**Aim of the exercise:**
Carry on the report settings list below from its last line, adding further entries.

**Selected excerpt:**
== == ==

Default value: "255"

Format: int

max_query_length

max query length.

$max_query_length = "32";

Default value: "32"

Format: int

max_referrer_length

max referrer length.

$max_referrer_length = "32";

Default value: "32"

Format: int

min_details_session

new In the visit details section, suppress display of visits with fewer hits.

$min_details_session = "1";

Default value: "1"

Format: regexp

nocumpage_extensions

Set which file extensions are omitted from cumpage.

$nocumpage_extensions = "gif\$\|jpg\$";

Default value: "gif\$\|jpg\$\|png\$\|au\$\|mp2\$\|mp3\$\|wav\$\|css\$\|swf\$"

Format: regexp

nodetails_extensions

Set which file extensions are omitted from visit details.

$nodetails_extensions = "gif\$\|jpg\$";

Default value: "gif\$\|jpg\$\|png\$\|au\$\|mp2\$\|mp3\$\|wav\$\|css\$\|swf\$|ico\$"

Format: int

nshowbrowserhits

Number of today's browser hits to show.

$nshowbrowserhits = "30";

Default value: "10000"

Format: int

nshowbusycumpages

Number of busy pages to show longterm.

$nshowbusycumpages = "15";

Default value: "10000"

Format: int

nshowbusydomains

Number of today's busy (full) domains to show.

$nshowbusydomains = "30";

Default value: "10000"

Format: int

nshowclasshits

Number of today's visit classes to show.

$nshowclasshits = "30";

Default value: "10000"

Format: int

nshowcumreferrers

Number of cumulative visits by referrer to show.

$nshowcumreferrers = "20";

Default value: "10000"

Format: int

nshowcumtldvisits

Number of number of cumulative visits by tld to show.

$nshowcumtldvisits = "20";

Default value: "10000"

Format: int

nshowengine

Number of today's engines to show.

$nshowengine = "20";

Default value: "10000"

Format: int

nshowpages

Number of pages to show in today's report.

$nshowpages = "30";

Default value: "10000"

Format: int

nshowqueryhits

Number of today's query hits to show.

$nshowqueryhits = "20";

Default value: "10000"

Format: int

nshowreferrerhits

Number of today's referrer hits to show.

$nshowreferrerhits = "20";

Default value: "10000"

Format: int

nshowtopleveldomains

Number of today's toplevel domains to show.

$nshowtopleveldomains = "10000";

Default value: "10000"

== == ==

**Provided data:**
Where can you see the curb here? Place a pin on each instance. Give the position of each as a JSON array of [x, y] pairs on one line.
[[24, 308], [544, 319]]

== == ==

**Solved problem:**
Format: localpath

output_file

Name of the output file. If you give $output_file an .html extension, Webtrax will create an htmlized version of the report, setting permissions on it to 644 (world readable).

$output_file = "index.html";

Default value: "index.html"

Format: regexp
(may be specified multiple times)

platform

Platform names to summarize in the platform pie chart.

$platform = "Win95";

Default value: ""

Format: localpath

postamble

File copied in at bottom of HTML report.

$postamble = "bot.txt";

Default value: "none"

Format: perl
(may be specified multiple times)

pre_domain

Transformation applied to each domain name before use.

$pre_domain = "s/j....\.inktomisearch\.com$/jxxxx.inktomisearch.com/i";

Default value: ""

Format: perl
(may be specified multiple times)

pre_file

Transformation applied to each filename before use.

$pre_file = "s/jax\/index\.html/jax_index.html/";

Default value: ""

Format: perl
(may be specified multiple times)

pre_referrer

Transformation applied to each referrer before use.

$pre_referrer = "s/\[unknown origin\]/-/i";

Default value: ""

Format: perl
(may be specified multiple times)

pre_url

Transformation applied to each argument to GET before splitting out query and pathname.

$pre_url = "s/cats/dogs/i";

Default value: ""

Format: localpath

preamble

File copied in at top of HTML report.

$preamble = "top.txt";

Default value: "none"

Format: compound
(may be specified multiple times)

rettype

new Whether a given retcode is a hit and what CSS class to display it in.

$rettype = "404:2:fnf";

Default value: ""

Format: url

return_URL

Site URL linked from heading html report.

$return_URL = "http://www.example.com";

Default value: "none"

Format: regexp
(may be specified multiple times)

robot

User agents that are treated as web indexers.

$robot = "scooter";

Default value: ""

Format: regexp
(may be specified multiple times)

robotdomain

new Declare all hits from a particular domain to be from a web indexer.

$robotdomain = "crawl.*looksmart.com";

Default value: ""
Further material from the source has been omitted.